Top of Dataset content

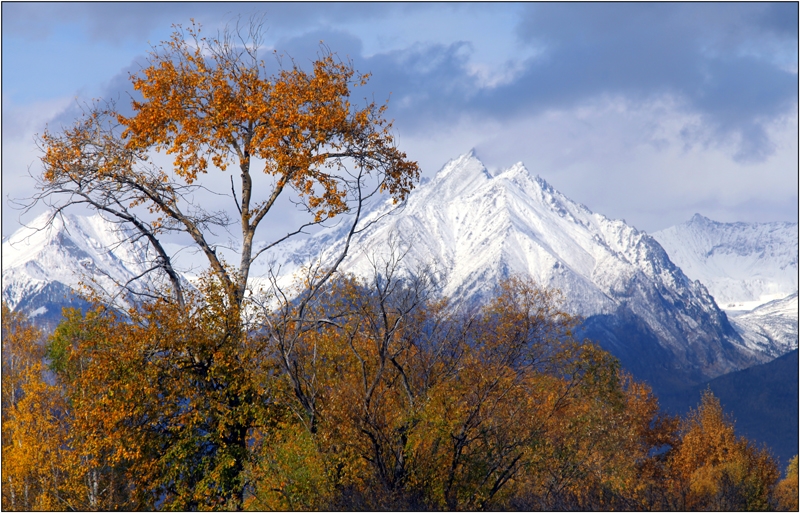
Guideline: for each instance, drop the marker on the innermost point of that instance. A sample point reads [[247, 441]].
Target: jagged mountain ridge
[[44, 264], [772, 326], [743, 265], [477, 226]]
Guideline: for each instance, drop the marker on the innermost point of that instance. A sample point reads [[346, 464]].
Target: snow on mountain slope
[[476, 227], [743, 265], [43, 265], [772, 326]]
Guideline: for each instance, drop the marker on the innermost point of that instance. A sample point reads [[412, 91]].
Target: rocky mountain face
[[44, 265], [743, 265], [751, 271], [470, 227], [474, 227]]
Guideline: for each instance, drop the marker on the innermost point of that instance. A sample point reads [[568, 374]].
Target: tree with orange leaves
[[211, 104], [713, 469]]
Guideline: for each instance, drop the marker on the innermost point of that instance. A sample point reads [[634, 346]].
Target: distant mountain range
[[45, 264], [763, 400], [743, 265], [473, 227]]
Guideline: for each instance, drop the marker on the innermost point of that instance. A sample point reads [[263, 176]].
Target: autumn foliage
[[416, 405], [337, 393]]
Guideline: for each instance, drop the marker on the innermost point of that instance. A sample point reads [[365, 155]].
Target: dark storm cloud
[[733, 64], [722, 60]]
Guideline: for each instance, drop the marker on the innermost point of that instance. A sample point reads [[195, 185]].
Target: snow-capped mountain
[[43, 265], [743, 265], [475, 227], [772, 326]]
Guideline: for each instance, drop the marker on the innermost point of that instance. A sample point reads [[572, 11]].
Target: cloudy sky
[[646, 112]]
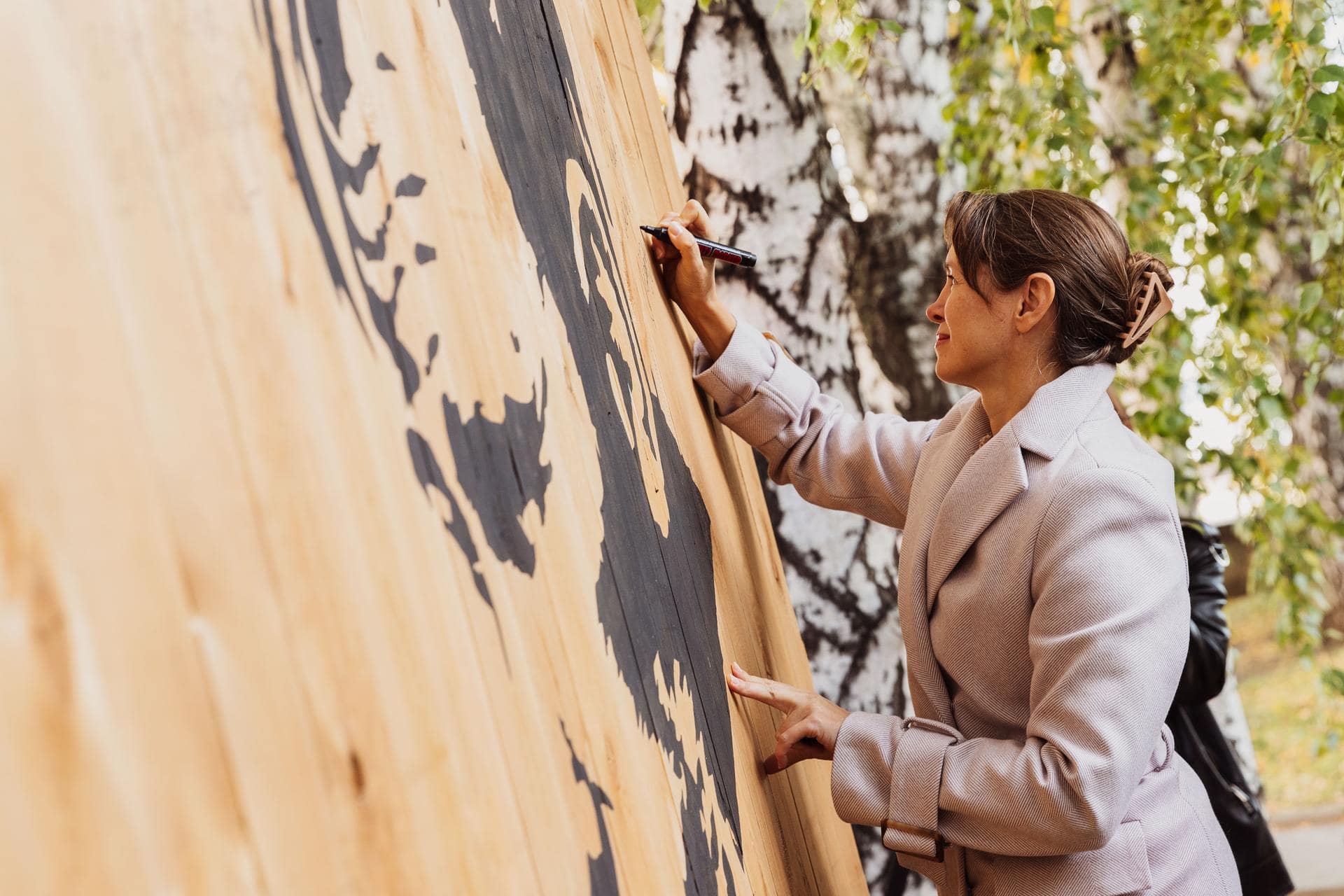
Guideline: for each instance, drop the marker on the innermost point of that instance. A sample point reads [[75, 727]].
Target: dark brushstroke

Bottom of Dataset content

Try it: Your answer must be an exact copy of the records, minus any pictures.

Exercise output:
Guideline: for each instance, drop the marker on the innermost point of that instance. A sample point reads [[247, 441]].
Target: jagged mountain ridge
[[44, 264], [772, 326], [743, 265], [477, 226]]
Guideline: for each instance, drop the marker on the innermost point of that instance. A sample point reads [[346, 464]].
Target: snow on mountain slope
[[476, 227], [743, 265], [43, 265], [772, 326]]
Guideline: for each instance, drop the marker on the innermost point of that instance. A sample point reads [[412, 91]].
Target: rocky mountain face
[[44, 265], [743, 265], [751, 271], [470, 227], [474, 227]]
Guideline: for each instance, drop the marker on the innermost point of that instance. A sample point reads [[568, 374]].
Target: tree with orange leaves
[[211, 104], [713, 469]]
Guideline: for each instance, drop the marker on the innermost point of that instance. A sample point reads [[634, 346]].
Target: distant mountain range
[[45, 264], [763, 400], [743, 265], [473, 227]]
Guideline: for each instance, drop the marker on the innermost point of that instance. A sample point reads [[263, 176]].
Target: autumn foliage
[[416, 405], [337, 393]]
Guideline: for each instance, drop the marker on the innermost point of that instance. A sample point reads [[365, 155]].
Target: dark storm cloud
[[733, 64], [722, 60]]
Guideline: for each instance, drop the marker on the innermost point of that instance. A sample point reads [[195, 185]].
Target: snow-capped mountain
[[43, 265], [743, 265], [475, 227], [772, 326]]
Guideline: for each instance, drop the marker on the innermost point of that instance. A sample point reads [[572, 11]].
Target: cloudy sky
[[646, 112]]
Guideline: for each instance, drop the marker on the innermost point of that instance. A sample point reads [[75, 727]].
Target: dark brushstroke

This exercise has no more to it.